◆ Description of the task ◆
Copy the items below word for word, from the very start through the line that contains "column 883, row 532", with that line included. Leave the pictures out of your copy.

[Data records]
■ ■ ■ ■ ■

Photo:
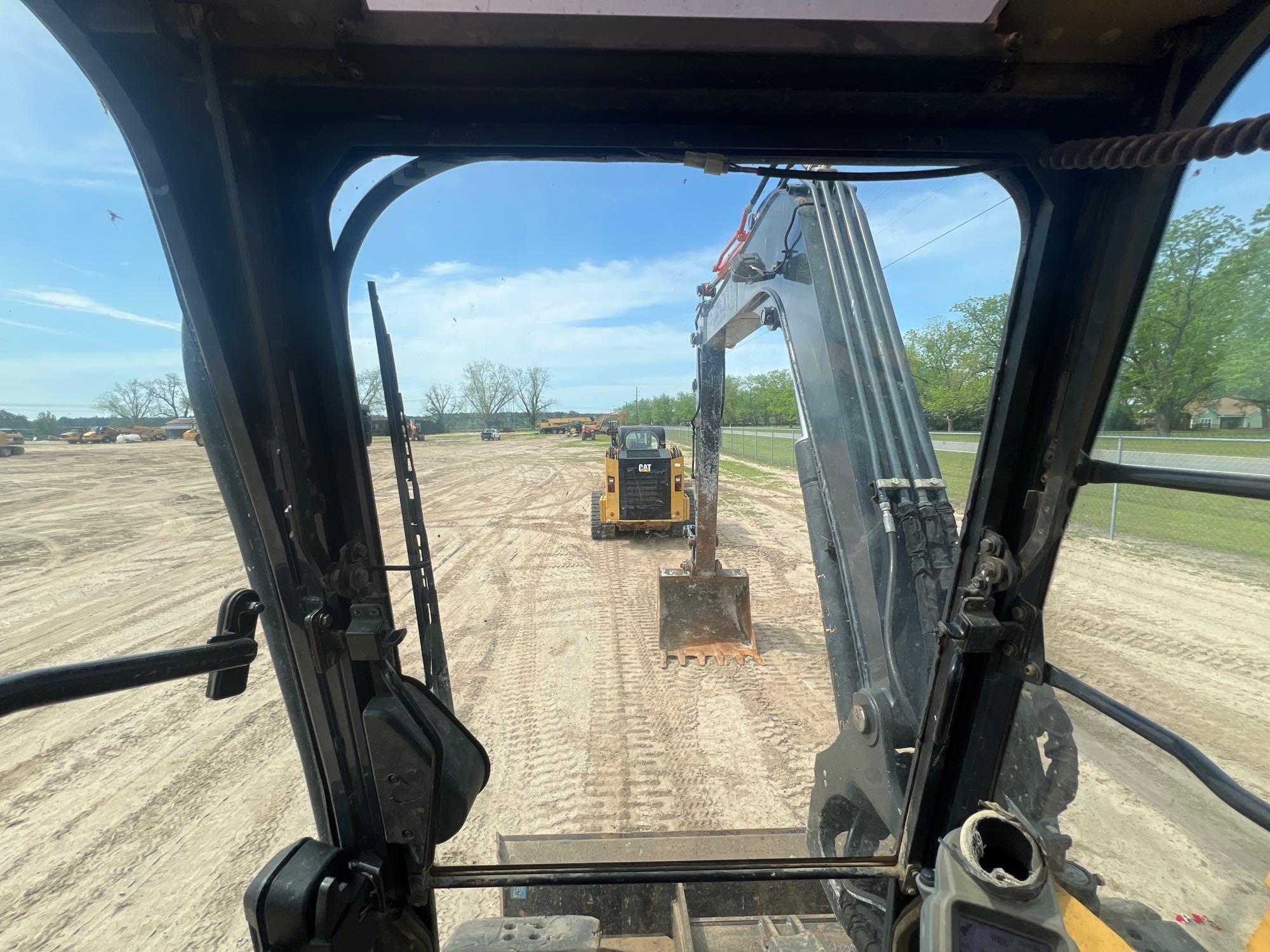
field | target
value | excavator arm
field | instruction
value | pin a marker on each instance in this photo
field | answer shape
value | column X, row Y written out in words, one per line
column 883, row 532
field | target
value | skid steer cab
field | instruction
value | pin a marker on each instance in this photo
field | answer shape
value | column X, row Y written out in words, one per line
column 645, row 487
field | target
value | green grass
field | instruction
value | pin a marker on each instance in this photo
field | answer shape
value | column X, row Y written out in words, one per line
column 1240, row 527
column 1177, row 444
column 751, row 474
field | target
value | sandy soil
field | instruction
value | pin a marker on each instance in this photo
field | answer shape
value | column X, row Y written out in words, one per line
column 137, row 821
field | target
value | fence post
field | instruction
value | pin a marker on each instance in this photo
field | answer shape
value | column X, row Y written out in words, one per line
column 1116, row 487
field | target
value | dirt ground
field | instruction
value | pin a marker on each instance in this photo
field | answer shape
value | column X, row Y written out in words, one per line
column 137, row 821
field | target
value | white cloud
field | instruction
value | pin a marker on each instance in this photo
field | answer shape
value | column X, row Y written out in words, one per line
column 39, row 327
column 68, row 300
column 601, row 329
column 585, row 293
column 72, row 381
column 57, row 130
column 923, row 216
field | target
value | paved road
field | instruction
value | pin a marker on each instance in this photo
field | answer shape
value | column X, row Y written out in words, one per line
column 1205, row 463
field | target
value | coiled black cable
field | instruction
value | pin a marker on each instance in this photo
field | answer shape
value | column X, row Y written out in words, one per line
column 1156, row 149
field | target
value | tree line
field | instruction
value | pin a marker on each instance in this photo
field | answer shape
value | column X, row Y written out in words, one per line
column 1202, row 334
column 492, row 392
column 133, row 403
column 752, row 400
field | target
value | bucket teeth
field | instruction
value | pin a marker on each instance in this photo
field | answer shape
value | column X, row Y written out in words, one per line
column 705, row 616
column 721, row 653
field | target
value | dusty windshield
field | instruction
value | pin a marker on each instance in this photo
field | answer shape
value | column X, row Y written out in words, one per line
column 615, row 701
column 641, row 440
column 549, row 555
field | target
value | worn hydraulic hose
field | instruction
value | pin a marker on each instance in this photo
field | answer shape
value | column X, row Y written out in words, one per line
column 1156, row 149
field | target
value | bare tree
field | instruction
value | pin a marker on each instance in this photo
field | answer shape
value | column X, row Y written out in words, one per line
column 130, row 402
column 370, row 390
column 488, row 388
column 531, row 384
column 440, row 402
column 170, row 395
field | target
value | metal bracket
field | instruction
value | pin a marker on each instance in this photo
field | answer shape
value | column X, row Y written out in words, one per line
column 351, row 576
column 892, row 483
column 975, row 624
column 368, row 637
column 237, row 620
column 312, row 897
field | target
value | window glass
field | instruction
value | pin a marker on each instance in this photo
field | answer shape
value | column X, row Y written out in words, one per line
column 131, row 821
column 1174, row 866
column 1160, row 597
column 552, row 626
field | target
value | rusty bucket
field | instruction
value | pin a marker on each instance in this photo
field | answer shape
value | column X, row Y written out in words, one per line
column 705, row 616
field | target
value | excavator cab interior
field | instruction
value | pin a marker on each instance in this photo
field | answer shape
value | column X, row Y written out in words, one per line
column 937, row 816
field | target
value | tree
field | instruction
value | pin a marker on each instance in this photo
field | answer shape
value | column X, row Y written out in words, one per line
column 1245, row 365
column 1174, row 355
column 13, row 422
column 953, row 360
column 370, row 390
column 530, row 385
column 170, row 394
column 46, row 425
column 440, row 402
column 488, row 389
column 130, row 402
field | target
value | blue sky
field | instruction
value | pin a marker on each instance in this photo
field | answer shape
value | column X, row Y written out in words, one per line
column 586, row 270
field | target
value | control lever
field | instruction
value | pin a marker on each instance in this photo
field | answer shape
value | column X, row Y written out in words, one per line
column 232, row 651
column 312, row 897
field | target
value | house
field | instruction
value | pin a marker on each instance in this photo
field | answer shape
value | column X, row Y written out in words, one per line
column 1225, row 414
column 176, row 430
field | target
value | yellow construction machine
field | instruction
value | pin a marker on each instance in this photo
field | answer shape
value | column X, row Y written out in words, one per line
column 12, row 444
column 608, row 425
column 150, row 435
column 703, row 614
column 100, row 435
column 566, row 425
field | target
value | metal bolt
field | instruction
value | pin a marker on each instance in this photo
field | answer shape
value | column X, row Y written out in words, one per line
column 860, row 719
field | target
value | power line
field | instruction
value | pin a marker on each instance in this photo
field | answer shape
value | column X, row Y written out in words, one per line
column 923, row 201
column 947, row 233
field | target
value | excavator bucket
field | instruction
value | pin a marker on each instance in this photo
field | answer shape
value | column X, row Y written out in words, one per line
column 705, row 616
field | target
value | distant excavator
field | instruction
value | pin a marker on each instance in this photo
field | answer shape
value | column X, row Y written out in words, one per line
column 608, row 425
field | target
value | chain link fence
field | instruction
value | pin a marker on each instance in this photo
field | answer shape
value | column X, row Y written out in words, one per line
column 1239, row 527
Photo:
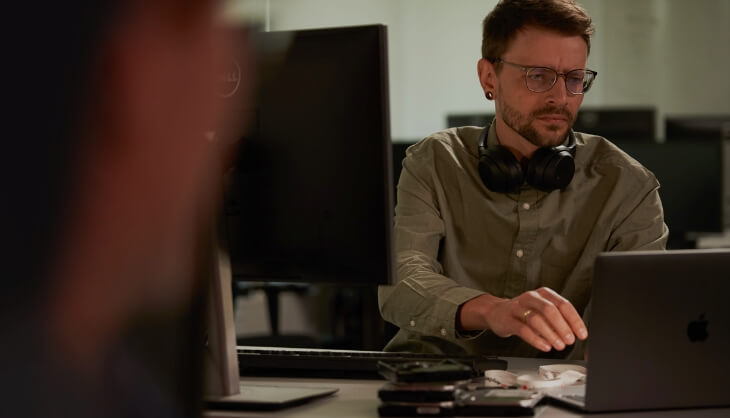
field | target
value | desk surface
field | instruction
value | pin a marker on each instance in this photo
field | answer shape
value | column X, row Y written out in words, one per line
column 359, row 398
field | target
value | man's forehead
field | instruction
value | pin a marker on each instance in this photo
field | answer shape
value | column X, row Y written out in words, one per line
column 537, row 45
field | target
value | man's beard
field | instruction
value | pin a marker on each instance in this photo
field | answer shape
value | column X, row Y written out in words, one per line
column 524, row 125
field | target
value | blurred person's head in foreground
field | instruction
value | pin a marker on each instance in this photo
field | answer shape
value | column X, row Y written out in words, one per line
column 108, row 174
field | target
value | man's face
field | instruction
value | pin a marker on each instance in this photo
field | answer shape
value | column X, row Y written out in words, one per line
column 542, row 118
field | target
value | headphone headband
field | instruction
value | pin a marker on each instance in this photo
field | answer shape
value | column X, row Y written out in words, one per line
column 550, row 168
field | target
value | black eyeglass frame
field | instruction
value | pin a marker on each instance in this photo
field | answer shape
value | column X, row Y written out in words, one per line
column 526, row 70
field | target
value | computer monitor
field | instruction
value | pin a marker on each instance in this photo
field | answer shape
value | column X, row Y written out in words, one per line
column 691, row 187
column 468, row 119
column 310, row 197
column 692, row 127
column 617, row 124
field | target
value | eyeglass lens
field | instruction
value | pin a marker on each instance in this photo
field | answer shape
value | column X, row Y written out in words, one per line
column 542, row 79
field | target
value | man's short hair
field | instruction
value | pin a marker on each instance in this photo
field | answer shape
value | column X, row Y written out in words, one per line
column 509, row 16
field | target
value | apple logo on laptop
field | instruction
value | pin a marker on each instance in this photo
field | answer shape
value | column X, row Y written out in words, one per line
column 697, row 329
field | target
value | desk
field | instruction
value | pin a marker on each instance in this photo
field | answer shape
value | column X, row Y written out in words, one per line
column 359, row 398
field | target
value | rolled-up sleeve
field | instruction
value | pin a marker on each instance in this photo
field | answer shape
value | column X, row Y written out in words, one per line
column 422, row 300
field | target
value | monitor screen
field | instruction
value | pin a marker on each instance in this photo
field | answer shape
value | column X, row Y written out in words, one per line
column 690, row 177
column 310, row 197
column 689, row 127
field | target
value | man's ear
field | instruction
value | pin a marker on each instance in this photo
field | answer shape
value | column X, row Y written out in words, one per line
column 487, row 76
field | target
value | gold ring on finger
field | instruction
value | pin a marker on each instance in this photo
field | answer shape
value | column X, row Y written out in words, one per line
column 526, row 314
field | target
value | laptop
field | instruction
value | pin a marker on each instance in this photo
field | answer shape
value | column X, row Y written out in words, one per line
column 659, row 333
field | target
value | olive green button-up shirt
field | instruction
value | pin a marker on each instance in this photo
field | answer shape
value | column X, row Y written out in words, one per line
column 455, row 239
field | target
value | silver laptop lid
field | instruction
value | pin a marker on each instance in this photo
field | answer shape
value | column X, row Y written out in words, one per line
column 660, row 330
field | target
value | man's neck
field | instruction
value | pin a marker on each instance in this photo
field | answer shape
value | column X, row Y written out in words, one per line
column 509, row 138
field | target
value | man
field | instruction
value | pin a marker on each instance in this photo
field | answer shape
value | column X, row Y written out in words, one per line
column 496, row 229
column 109, row 183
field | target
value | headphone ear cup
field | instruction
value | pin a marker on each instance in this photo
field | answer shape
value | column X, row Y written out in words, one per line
column 550, row 169
column 500, row 171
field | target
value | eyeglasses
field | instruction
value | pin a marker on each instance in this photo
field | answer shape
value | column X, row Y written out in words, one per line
column 542, row 79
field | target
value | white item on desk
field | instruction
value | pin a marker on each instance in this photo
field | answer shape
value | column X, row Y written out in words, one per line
column 548, row 376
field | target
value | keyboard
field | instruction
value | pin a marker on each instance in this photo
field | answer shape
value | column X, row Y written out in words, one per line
column 350, row 364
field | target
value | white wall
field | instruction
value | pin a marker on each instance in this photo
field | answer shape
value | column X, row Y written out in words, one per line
column 671, row 54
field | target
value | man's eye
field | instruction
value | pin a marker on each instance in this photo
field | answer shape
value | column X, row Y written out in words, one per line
column 576, row 76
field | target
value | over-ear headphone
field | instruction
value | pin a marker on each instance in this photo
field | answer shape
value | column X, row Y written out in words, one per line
column 549, row 168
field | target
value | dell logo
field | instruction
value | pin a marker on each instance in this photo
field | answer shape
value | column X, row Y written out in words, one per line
column 230, row 80
column 697, row 329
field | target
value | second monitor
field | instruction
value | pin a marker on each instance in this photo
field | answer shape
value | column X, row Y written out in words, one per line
column 311, row 192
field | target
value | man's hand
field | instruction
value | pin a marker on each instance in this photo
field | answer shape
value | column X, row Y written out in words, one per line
column 541, row 317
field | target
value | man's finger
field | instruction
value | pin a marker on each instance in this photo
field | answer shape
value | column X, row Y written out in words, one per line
column 567, row 310
column 525, row 332
column 535, row 301
column 542, row 328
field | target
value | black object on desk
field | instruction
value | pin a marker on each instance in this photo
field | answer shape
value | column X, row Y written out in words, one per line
column 354, row 364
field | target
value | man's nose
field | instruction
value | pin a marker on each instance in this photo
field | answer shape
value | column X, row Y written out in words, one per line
column 558, row 94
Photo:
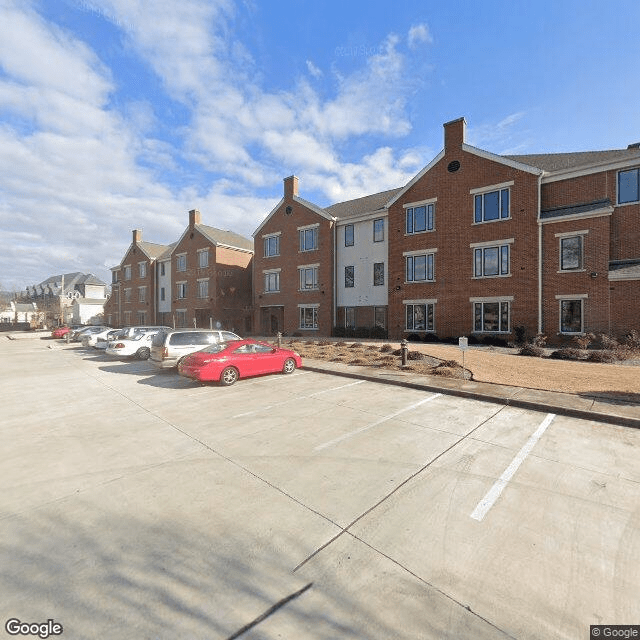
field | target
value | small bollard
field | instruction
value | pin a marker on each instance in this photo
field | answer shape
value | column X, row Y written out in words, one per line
column 404, row 348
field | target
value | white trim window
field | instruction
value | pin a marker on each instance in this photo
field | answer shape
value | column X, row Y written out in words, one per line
column 308, row 276
column 309, row 238
column 203, row 288
column 492, row 203
column 272, row 281
column 419, row 266
column 491, row 260
column 420, row 315
column 203, row 258
column 420, row 218
column 308, row 317
column 629, row 186
column 491, row 315
column 272, row 245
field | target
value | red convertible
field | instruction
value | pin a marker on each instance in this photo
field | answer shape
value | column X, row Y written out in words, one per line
column 226, row 362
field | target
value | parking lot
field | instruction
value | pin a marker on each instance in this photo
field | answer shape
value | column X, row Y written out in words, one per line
column 139, row 504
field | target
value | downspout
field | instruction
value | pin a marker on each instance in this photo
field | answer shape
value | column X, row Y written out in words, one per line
column 540, row 323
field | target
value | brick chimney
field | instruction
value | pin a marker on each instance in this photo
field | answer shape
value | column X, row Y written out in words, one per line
column 454, row 134
column 290, row 187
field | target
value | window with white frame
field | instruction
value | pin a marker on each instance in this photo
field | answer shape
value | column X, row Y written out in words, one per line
column 420, row 218
column 491, row 260
column 491, row 205
column 348, row 235
column 350, row 317
column 571, row 252
column 378, row 230
column 271, row 281
column 271, row 246
column 420, row 267
column 308, row 317
column 420, row 316
column 378, row 274
column 571, row 315
column 491, row 316
column 629, row 186
column 203, row 288
column 309, row 238
column 349, row 276
column 308, row 277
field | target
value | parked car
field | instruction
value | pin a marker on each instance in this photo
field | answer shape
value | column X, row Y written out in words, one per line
column 226, row 362
column 89, row 338
column 137, row 346
column 170, row 346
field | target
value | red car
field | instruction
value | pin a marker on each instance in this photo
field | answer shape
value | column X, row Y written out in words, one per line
column 227, row 361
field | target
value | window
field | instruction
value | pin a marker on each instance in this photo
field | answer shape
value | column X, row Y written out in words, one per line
column 629, row 186
column 378, row 230
column 491, row 261
column 309, row 239
column 308, row 278
column 349, row 277
column 350, row 317
column 493, row 205
column 378, row 274
column 571, row 253
column 420, row 219
column 203, row 288
column 271, row 281
column 491, row 317
column 420, row 268
column 420, row 317
column 271, row 246
column 571, row 314
column 308, row 317
column 348, row 235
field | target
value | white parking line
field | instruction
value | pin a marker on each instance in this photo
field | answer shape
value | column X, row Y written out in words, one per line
column 373, row 424
column 493, row 494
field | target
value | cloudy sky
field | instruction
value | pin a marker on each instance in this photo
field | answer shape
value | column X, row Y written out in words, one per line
column 124, row 114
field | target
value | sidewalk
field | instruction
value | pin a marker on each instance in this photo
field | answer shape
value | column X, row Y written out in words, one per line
column 600, row 408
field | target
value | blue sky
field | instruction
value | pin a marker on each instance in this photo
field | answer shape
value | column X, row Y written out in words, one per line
column 124, row 114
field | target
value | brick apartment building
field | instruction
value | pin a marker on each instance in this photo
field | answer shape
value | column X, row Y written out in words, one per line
column 202, row 280
column 476, row 244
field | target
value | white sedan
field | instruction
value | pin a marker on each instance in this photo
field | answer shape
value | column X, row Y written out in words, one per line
column 139, row 346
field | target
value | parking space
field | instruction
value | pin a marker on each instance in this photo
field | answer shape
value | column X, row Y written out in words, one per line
column 188, row 510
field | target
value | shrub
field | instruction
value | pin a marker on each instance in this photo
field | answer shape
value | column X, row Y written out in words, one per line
column 567, row 353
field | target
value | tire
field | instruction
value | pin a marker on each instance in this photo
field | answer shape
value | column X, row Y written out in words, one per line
column 289, row 366
column 229, row 376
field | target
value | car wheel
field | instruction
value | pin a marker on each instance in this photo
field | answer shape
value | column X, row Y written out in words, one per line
column 289, row 366
column 229, row 376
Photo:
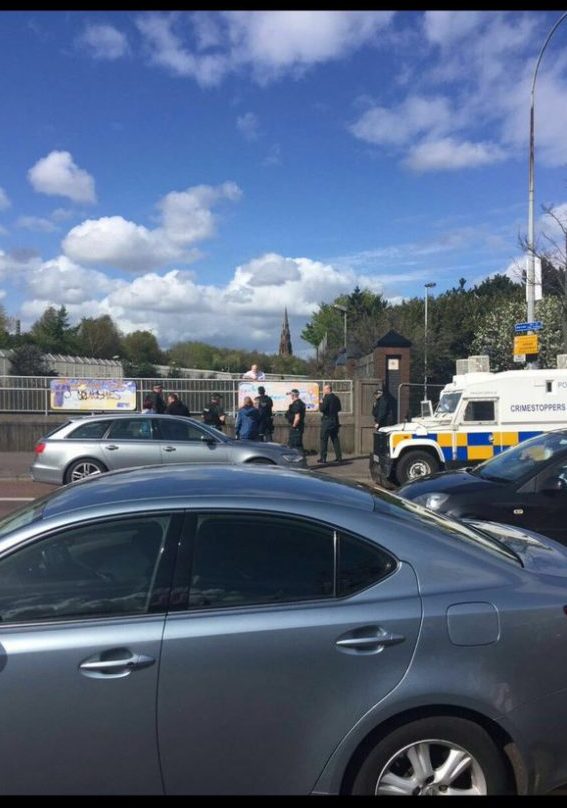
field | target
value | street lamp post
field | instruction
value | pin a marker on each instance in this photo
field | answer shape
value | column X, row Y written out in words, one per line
column 344, row 311
column 530, row 273
column 428, row 286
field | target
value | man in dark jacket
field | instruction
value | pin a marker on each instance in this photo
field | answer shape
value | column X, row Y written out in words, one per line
column 213, row 413
column 383, row 408
column 330, row 407
column 265, row 407
column 295, row 416
column 157, row 398
column 175, row 406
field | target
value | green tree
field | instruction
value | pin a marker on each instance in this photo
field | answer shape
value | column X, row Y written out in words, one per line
column 53, row 333
column 99, row 337
column 141, row 348
column 28, row 360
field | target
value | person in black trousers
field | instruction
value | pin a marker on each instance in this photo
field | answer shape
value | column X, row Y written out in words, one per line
column 330, row 407
column 295, row 416
column 175, row 406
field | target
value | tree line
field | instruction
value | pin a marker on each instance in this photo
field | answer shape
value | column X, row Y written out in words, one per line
column 139, row 351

■ ■ ■ ■ ■

◆ The reply ◆
Photo:
field | target
value | excavator arm
field | instruction
value | pin a marker on each instance in this photo
field | answer shape
value | column X, row Y written out in words, one per line
column 883, row 532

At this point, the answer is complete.